Document segment.
_ _ _ _ _ _ _

Two commenters noted that there is an inconsistency between the requirement under MI 58-101 to disclose waivers (which includes any granted to directors and officers of an issuer or subsidiary) and the requirement in an AIF which only requires disclosure of waivers granted to directors and officers of an issuer. One of these commenters also noted that there is an inconsistency between MP 58-201, which recommends that any waivers granted to the issuer's directors or senior officers be granted by the board and the disclosure requirement to disclose waivers granted to directors and officers of the issuer or a subsidiary.

 

 

 

 

 

 

 

Two commenters suggested that the definition of "implicit waiver" should refer to a failure by the issuer as opposed to the board of directors to take action within a reasonable time.

 

 

 

 

B.17

Nomination of Directors and Nominating Committees -- Guideline and Disclosure Requirement

 

Two commenters suggested that nominating committees be comprised of a majority of independent directors. Another commenter made this same suggestion, but only until further study is conducted. A fourth commenter suggested that nominating committees be composed entirely of independent directors, while a fifth commenter recommended that a fully independent nominating committee be required. Another commenter submitted that controlled companies should not have to limit nominating committee membership to independent directors.

 

Because the nomination process is a fundamental element of corporate governance, we believe that nominating committees should be composed entirely of independent directors. As a result, we have not revised the guideline.

 

 

 

 

 

 

With respect to controlled companies, see the response to Item B.6, above.

 

 

 

 

Five commenters suggested that the two-step nominating process needed to be more flexible. One of these commenters, however, suggested that if greater flexibility is given, issuers should disclose the processes they have used in nomination and recruitment.

 

While we believe that the two-step process is important, we have modified the guideline to clarify that the two steps need only form part of the nomination process. In addition, the Proposed Instrument now requires issuers to disclose the process by which their boards identify new candidates.

 

 

 

 

One commenter suggested that nominating committees consider the independence status of nominees. Another commenter suggested that nominating committees look beyond traditional candidates in their searches for directors. A third commenter recommended that the committee focus on integrity and reputation in making its recommendations. A fourth commenter suggested that the guidelines recommend that investor advocates and investment professionals be considered for nomination.

 

We believe it is sufficient for the guideline to state that a nominating committee consider both the competencies and skills the board requires, and the competencies and skills that candidates will bring to the boardroom. This does not suggest, however, that additional considerations (i.e., independence) should not also form part of the committee's considerations. These additional considerations, however, should be based upon the issuer's own circumstances and needs.

 

 

 

 

One commenter suggested that the charter of the nominating committee be posted on an issuer's website and disclosed in its proxy circular every three years, with any significant changes to such policy being published in the next proxy circular and posted on the issuer's website.

 

We have removed the requirement that an issuer disclose the text of its nominating committee charter (if any). Instead, we now propose that issuers disclose in their management information circulars the responsibilities, powers and operation of the nominating committee. We believe that this disclosure requirement will provide sufficient transparency to the marketplace while relieving issuers of the burden to reproduce, on a regular basis, the text of the nominating committee charter.

_ _ _ _ _ _ _

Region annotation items
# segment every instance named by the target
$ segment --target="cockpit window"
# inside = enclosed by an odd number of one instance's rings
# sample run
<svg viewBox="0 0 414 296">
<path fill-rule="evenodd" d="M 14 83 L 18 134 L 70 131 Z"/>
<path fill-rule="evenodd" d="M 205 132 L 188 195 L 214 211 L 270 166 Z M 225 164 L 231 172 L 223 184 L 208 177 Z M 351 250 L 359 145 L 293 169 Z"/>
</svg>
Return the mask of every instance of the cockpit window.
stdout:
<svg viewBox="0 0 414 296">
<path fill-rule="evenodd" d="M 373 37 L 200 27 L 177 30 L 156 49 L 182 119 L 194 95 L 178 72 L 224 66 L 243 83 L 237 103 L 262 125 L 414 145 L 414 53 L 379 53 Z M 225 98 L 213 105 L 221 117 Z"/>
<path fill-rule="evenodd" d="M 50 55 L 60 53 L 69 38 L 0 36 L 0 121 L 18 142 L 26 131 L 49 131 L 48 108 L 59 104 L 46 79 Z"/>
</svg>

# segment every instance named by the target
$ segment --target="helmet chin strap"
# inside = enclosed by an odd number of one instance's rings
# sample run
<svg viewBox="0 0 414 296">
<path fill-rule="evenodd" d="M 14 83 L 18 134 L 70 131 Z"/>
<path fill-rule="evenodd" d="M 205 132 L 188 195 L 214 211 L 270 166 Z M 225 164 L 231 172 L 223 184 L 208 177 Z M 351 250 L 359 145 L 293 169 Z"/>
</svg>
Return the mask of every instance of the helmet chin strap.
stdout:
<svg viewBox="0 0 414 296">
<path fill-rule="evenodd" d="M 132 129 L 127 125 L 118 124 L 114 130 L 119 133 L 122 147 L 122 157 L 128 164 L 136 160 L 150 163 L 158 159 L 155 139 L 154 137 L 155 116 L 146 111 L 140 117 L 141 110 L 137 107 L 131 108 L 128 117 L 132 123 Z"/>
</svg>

_ _ _ _ _ _ _

Stated exercise 1.
What reason does the comment summary give for why nominating committees should be composed entirely of independent directors?
Stated exercise 2.
Please duplicate everything in the comment summary from "Two commenters suggested that the" down to "a reasonable time.".
The lines play no part in what follows.

Worked solution 1.
The nomination process is a fundamental element of corporate governance.

Worked solution 2.
Two commenters suggested that the definition of "implicit waiver" should refer to a failure by the issuer as opposed to the board of directors to take action within a reasonable time.